--- Exercise requirements ---
Go over the listing below line by line, and return each one holding the string "instance".

--- Data for this task ---
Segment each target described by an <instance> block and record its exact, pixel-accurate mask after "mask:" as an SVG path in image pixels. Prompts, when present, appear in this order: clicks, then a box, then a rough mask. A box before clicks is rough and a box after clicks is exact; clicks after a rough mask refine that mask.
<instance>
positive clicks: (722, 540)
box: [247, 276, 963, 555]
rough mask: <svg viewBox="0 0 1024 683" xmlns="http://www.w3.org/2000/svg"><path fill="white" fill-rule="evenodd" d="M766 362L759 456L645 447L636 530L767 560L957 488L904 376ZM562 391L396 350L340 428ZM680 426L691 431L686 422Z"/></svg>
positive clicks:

--- Answer space ---
Segment each target described by an <instance> block and record its exact, pixel-accurate mask after "mask:" as an SVG path in image pixels. Prompts, when present, appear in this order: clicks, then a box, then a rough mask. A box before clicks is rough and a box after clicks is exact; clicks after a rough mask refine that mask.
<instance>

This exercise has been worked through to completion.